QUOTED PASSAGE:
START

The admission as to the true nature of the statute is, in my opinion, fatal to this contention. It is for Parliament and not for the courts to decide the nature of the punishment which may be imposed for a breach of the prohibitions contained in s-s. 1 of s. 4. While, in my opinion, it is really aside from the point, the provision for the forfeiture is an added punishment to the offender, whether the vehicle be owned by him or by some other person who, as in the present case, is entirely free of any complicity in the matter.

In the latter case, it can scarcely be suggested that it would be an answer to a demand by the owner upon the offender for the return of his motor car that it had been taken from his possession by the Crown and became forfeited under the provisions of s. 21. I am quite unable to understand how, in these circumstances, it can be said that the Court has any jurisdiction whatever in the matter. The fact that the present appellant, the owner of the car in question, knew nothing of the use to which its property was being put by Riley is the basis for the claim that the forfeiture of its property is an interference with its property and civil rights and thus trenches upon the jurisdiction of the Province. On this aspect of the matter, it appears to me to be sufficient to refer to the language of Lord Atkin, in delivering the judgment of the Judicial Committee in Proprietary Articles Trade Association v. A.G. for Canada 11:—

If then the legislation in question is authorized under one or other of the heads specifically enumerated in s. 91, it is not to the purpose to say that it affects property and civil rights in the Provinces. Most of the specific subjects in s. 91 do affect property and civil rights but so far as the legislation of Parliament in pith and substance is operating within the enumerated powers there is constitutional authority to interfere with property and civil rights.

These proceedings were initiated by a petition of right and the case advanced by the appellant is that it was the owner of the motor vehicle as the assignee of the conditional sale contract signed by one Ciampi as purchaser, that the Crown claimed that the motor vehicle had been forfeited under s. 21 of The Opium and Narcotic Drug Act, 1929 and retained possession of it. The prayer for relief asked a declaration that the suppliant is the owner of the vehicle, or alternatively damages. The respondent by the amended statement of defence justifies the retention of the vehicle

[Page 282]

on the ground that it had been used in connection with the sale of a narcotic drug by one Patrick Charles Riley, contrary to the provisions of the Act, and alleged that Riley had been convicted of that offence at Windsor on February 21, 1952. These allegations were put in issue by the reply.

END

RAW DATA:

START

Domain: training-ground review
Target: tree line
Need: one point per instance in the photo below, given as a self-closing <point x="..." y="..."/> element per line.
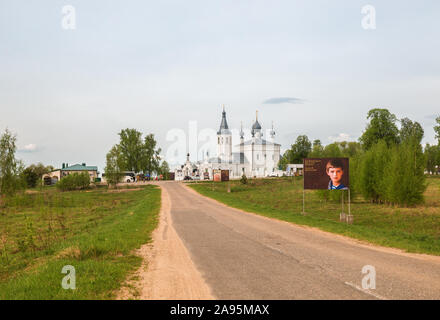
<point x="387" y="164"/>
<point x="134" y="153"/>
<point x="14" y="176"/>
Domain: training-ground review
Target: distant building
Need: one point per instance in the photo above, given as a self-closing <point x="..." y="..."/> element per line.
<point x="256" y="157"/>
<point x="57" y="174"/>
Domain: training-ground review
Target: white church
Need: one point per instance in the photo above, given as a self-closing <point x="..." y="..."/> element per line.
<point x="256" y="157"/>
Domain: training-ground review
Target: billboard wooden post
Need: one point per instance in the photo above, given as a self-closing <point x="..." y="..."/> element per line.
<point x="350" y="216"/>
<point x="304" y="202"/>
<point x="342" y="215"/>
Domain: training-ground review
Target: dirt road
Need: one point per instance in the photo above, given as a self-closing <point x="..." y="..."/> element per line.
<point x="236" y="255"/>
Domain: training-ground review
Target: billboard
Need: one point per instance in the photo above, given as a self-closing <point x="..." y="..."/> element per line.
<point x="326" y="173"/>
<point x="217" y="175"/>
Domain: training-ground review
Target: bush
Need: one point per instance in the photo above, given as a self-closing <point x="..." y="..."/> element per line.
<point x="74" y="181"/>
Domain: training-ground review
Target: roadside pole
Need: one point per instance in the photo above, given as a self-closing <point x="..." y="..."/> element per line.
<point x="349" y="217"/>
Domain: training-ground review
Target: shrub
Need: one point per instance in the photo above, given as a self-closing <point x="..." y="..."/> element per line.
<point x="74" y="181"/>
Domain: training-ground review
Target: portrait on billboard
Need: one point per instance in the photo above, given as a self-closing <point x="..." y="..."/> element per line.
<point x="326" y="173"/>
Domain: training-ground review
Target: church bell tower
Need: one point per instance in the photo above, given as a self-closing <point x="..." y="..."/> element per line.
<point x="224" y="140"/>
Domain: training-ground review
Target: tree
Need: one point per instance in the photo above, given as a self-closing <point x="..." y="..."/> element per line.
<point x="150" y="155"/>
<point x="382" y="126"/>
<point x="34" y="173"/>
<point x="432" y="154"/>
<point x="405" y="181"/>
<point x="284" y="160"/>
<point x="115" y="164"/>
<point x="437" y="130"/>
<point x="371" y="172"/>
<point x="31" y="177"/>
<point x="332" y="150"/>
<point x="130" y="146"/>
<point x="299" y="150"/>
<point x="410" y="129"/>
<point x="10" y="168"/>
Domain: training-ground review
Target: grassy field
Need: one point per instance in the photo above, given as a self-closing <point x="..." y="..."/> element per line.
<point x="415" y="229"/>
<point x="95" y="231"/>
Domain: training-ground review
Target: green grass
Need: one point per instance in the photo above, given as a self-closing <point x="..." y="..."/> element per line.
<point x="95" y="231"/>
<point x="415" y="229"/>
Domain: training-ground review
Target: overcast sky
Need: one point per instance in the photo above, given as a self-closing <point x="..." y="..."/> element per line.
<point x="308" y="66"/>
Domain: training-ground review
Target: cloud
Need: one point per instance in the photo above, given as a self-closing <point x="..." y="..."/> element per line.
<point x="279" y="100"/>
<point x="340" y="137"/>
<point x="29" y="148"/>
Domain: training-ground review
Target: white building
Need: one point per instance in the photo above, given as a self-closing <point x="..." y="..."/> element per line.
<point x="256" y="157"/>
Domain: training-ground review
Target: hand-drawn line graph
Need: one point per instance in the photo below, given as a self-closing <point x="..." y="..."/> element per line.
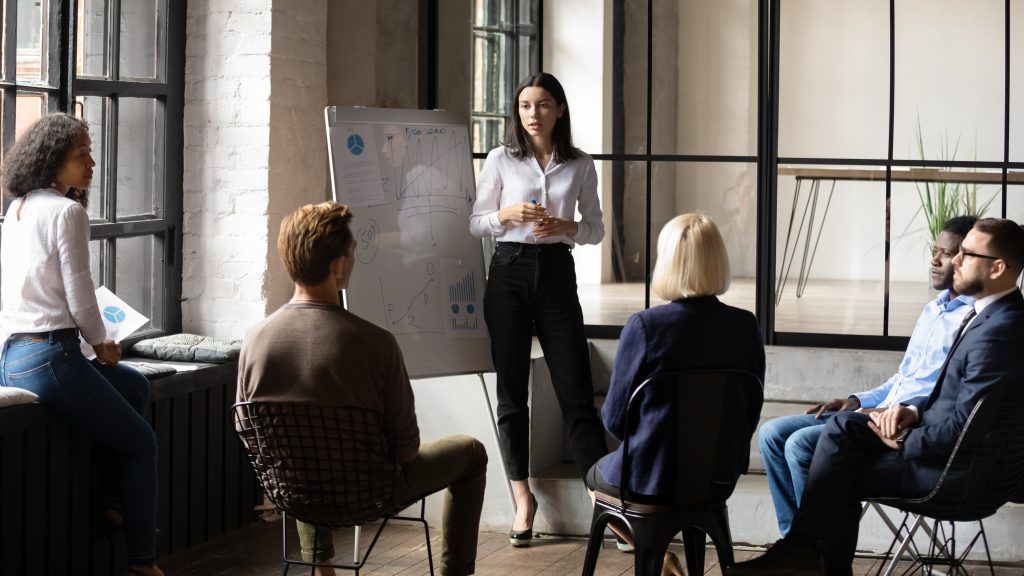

END

TASK: In the forfeiture judgment, write out the part from "The admission as" to "complicity in the matter." again, swapping "Parliament" for "the legislature". Work only from the forfeiture judgment.

RESPONSE FOR THIS EXERCISE:
The admission as to the true nature of the statute is, in my opinion, fatal to this contention. It is for the legislature and not for the courts to decide the nature of the punishment which may be imposed for a breach of the prohibitions contained in s-s. 1 of s. 4. While, in my opinion, it is really aside from the point, the provision for the forfeiture is an added punishment to the offender, whether the vehicle be owned by him or by some other person who, as in the present case, is entirely free of any complicity in the matter.